* start *
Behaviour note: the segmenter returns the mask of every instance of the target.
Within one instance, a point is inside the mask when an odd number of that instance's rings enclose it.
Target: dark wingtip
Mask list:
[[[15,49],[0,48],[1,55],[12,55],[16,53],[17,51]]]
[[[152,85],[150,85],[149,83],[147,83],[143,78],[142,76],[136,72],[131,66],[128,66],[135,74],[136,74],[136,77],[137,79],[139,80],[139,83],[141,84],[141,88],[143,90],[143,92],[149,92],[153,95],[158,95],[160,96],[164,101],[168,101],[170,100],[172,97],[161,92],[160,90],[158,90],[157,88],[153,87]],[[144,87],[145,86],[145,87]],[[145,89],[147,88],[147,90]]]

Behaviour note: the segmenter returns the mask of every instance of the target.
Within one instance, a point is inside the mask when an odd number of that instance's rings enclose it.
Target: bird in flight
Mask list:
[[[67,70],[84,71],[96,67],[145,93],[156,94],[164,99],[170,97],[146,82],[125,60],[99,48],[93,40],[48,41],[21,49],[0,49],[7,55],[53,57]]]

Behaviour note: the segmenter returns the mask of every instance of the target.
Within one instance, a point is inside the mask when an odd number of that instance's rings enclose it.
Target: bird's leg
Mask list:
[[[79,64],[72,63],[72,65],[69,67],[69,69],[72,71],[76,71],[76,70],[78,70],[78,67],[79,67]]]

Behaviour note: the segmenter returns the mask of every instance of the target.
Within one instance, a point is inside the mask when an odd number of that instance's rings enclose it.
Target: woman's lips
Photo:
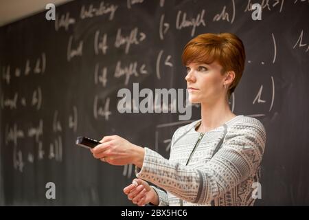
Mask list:
[[[195,88],[192,88],[192,87],[189,87],[189,88],[187,88],[187,90],[189,91],[196,91],[196,90],[198,90],[198,89],[195,89]]]

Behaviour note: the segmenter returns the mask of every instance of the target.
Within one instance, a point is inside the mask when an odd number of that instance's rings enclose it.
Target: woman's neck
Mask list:
[[[197,131],[207,132],[214,129],[236,117],[226,100],[218,100],[215,103],[201,103],[201,124]]]

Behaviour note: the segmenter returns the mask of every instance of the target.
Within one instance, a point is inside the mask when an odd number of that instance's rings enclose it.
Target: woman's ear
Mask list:
[[[226,76],[225,78],[224,83],[229,87],[232,84],[232,82],[235,78],[236,74],[233,71],[227,72],[227,73],[225,74],[226,74]]]

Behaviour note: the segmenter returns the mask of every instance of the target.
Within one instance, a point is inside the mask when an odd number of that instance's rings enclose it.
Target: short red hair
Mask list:
[[[236,35],[203,34],[187,43],[181,58],[185,66],[193,62],[209,64],[217,61],[222,67],[222,74],[233,71],[235,78],[228,90],[229,98],[242,77],[246,55],[242,41]]]

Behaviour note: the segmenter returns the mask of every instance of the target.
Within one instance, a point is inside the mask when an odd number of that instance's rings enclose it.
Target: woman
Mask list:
* end *
[WHAT IS REQUIRED]: Using the material above, retype each entry exactly and omit the pictures.

[RESPONSE BELOW]:
Behaviour note: the segmenter returns the mask of every instance of the target.
Within one instance, a point is inside the mask when an odd number of that instance's rings enclose it.
Target: dark wingtip
Mask list:
[[[15,49],[0,48],[1,55],[12,55],[16,53],[17,51]]]
[[[152,85],[150,85],[149,83],[147,83],[143,78],[142,76],[136,72],[131,66],[128,66],[135,74],[136,74],[136,77],[137,79],[139,80],[139,83],[141,84],[141,88],[143,90],[143,92],[149,92],[153,95],[158,95],[160,96],[164,101],[168,101],[170,100],[172,97],[161,92],[160,90],[158,90],[157,88],[153,87]],[[144,87],[145,86],[145,87]],[[145,89],[147,88],[147,90]]]

Behaviour note: the segmenter returns the mask of every instance of the target.
Within one instance, a point is inside the mask when an odd number of that instance's rings enclose it.
Target: bird in flight
Mask list:
[[[67,70],[84,71],[96,67],[145,93],[156,94],[164,99],[170,97],[146,82],[125,60],[99,48],[93,40],[48,41],[21,49],[0,49],[7,55],[53,57]]]

Behaviour note: the segmenter returns the mask of every instance of the target.
Within one instance, a point is inside the mask when an odd number of that instance's rings enclose it.
Target: bird's leg
Mask list:
[[[79,64],[72,63],[72,65],[69,67],[69,69],[72,71],[76,71],[76,70],[78,70],[78,67],[79,67]]]

Behaviour note: the segmenter returns the mask of every instance of the target.
Within one instance, a point is inside the mask when an odd number of that instance's rings enclose it.
Target: woman's lips
Photo:
Mask list:
[[[195,88],[192,88],[192,87],[189,87],[189,88],[187,88],[187,90],[189,91],[196,91],[196,90],[198,90],[198,89],[195,89]]]

Behaviour note: the segmenter returns the mask of every instance of the target.
Within one instance, a point is inside the mask when an odd number of that instance's rings enclose it.
Target: woman's neck
Mask list:
[[[197,131],[207,132],[214,129],[236,117],[226,100],[218,100],[215,103],[201,103],[201,124]]]

Behaviour note: the segmenter returns the mask of every instance of the target.
Within one instance, a point is inside the mask when an odd number of that instance's rings enclose it.
Target: woman's ear
Mask list:
[[[226,76],[225,78],[224,83],[229,87],[232,84],[232,82],[235,78],[236,74],[233,71],[227,72],[227,73],[225,74],[226,74]]]

Behaviour note: the segmenter returns the mask of every instance of the target.
Within one instance, a point is inside the mask when an odd number of that instance's rings enclose it.
Target: short red hair
Mask list:
[[[236,35],[203,34],[187,43],[181,58],[185,66],[193,62],[209,64],[217,61],[222,67],[222,74],[233,71],[235,78],[228,90],[229,98],[242,77],[246,55],[242,41]]]

Behaviour note: the segmenter returns the mask of every instance of the target.
Within one instance, a point is inside the mask when an odd number of that instance's rings enclose it.
Target: woman
Mask list:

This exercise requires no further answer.